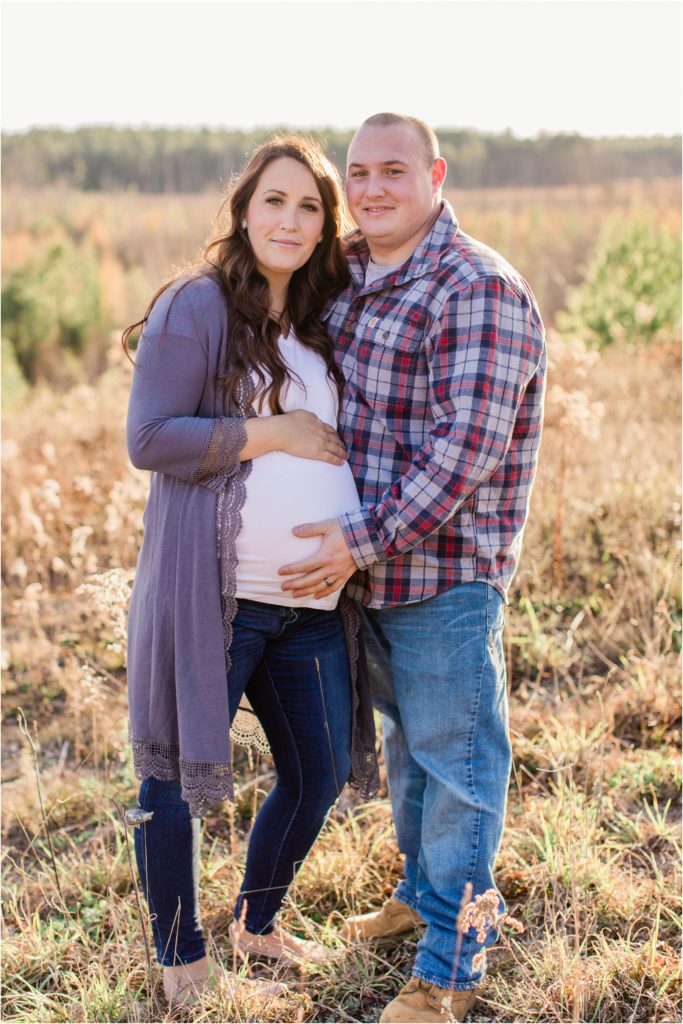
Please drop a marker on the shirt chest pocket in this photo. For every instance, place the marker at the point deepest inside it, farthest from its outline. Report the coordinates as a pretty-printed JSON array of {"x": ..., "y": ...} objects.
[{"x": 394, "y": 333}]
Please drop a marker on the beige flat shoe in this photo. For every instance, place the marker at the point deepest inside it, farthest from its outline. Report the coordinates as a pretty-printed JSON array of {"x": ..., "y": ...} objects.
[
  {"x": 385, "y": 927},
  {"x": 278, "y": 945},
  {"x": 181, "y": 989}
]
• • • • • • •
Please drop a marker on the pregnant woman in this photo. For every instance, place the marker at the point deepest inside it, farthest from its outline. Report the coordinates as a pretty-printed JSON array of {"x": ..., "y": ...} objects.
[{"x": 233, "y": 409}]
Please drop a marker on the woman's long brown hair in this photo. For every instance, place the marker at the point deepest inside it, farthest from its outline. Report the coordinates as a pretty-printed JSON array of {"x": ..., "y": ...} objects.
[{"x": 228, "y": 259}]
• • • • • • •
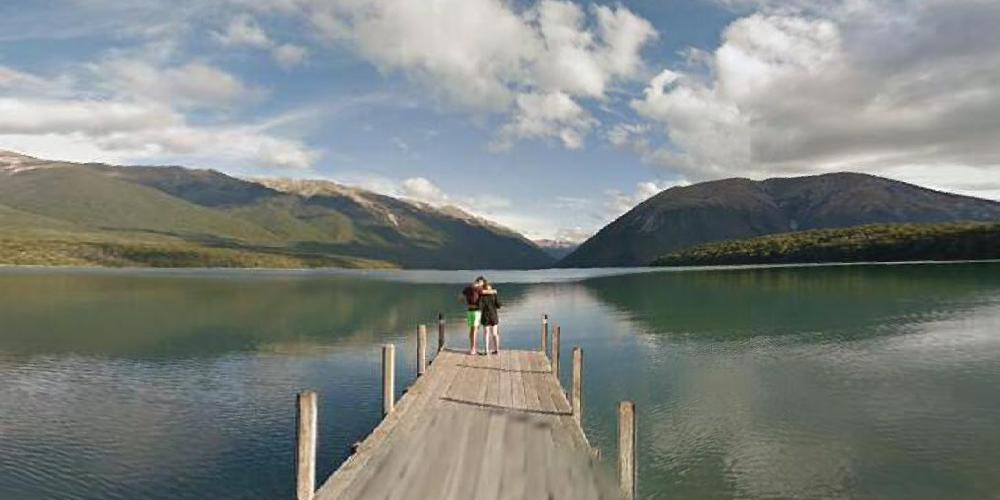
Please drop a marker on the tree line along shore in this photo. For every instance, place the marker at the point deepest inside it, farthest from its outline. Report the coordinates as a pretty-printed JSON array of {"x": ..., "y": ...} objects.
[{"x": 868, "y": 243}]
• • • • • • •
● Stated task
Please pick out every line in the rows above that contains the word "objects" and copy each one.

● Correct answer
Please drop a marker on the shirt chest pocket in this photo. For every instance, place the marker at the point deepest inside it, farthest from its outline. Report the coordinates as a pretty-printed JSON array of {"x": ..., "y": ...} objects.
Please drop a marker on the beige flat shoe in this photo. For every instance, place the marker at the point deepest inside it, farthest from its outline. Report the coordinates as a pretty-printed JSON array of {"x": ..., "y": ...} objects.
Please drop a marker on the pregnant woman in this photo. For every instance, place the marker at the point deepest inside it, farthest from its outline. Report the coordinates as a pretty-printed JSON array of {"x": ..., "y": ...} objects.
Please drop a marker on the woman's long brown hair in this photo. For every instance, place the marker at the point deepest inside it, farthest from its outline. Report the coordinates as a pretty-printed JSON array of {"x": ..., "y": ...} objects.
Please drop a marker on the tree line along shore in this photo. For every instance, place the marker at the point deepest inside it, farthest from its outline. Report the coordinates as a pretty-printed JSON array of {"x": ..., "y": ...} objects.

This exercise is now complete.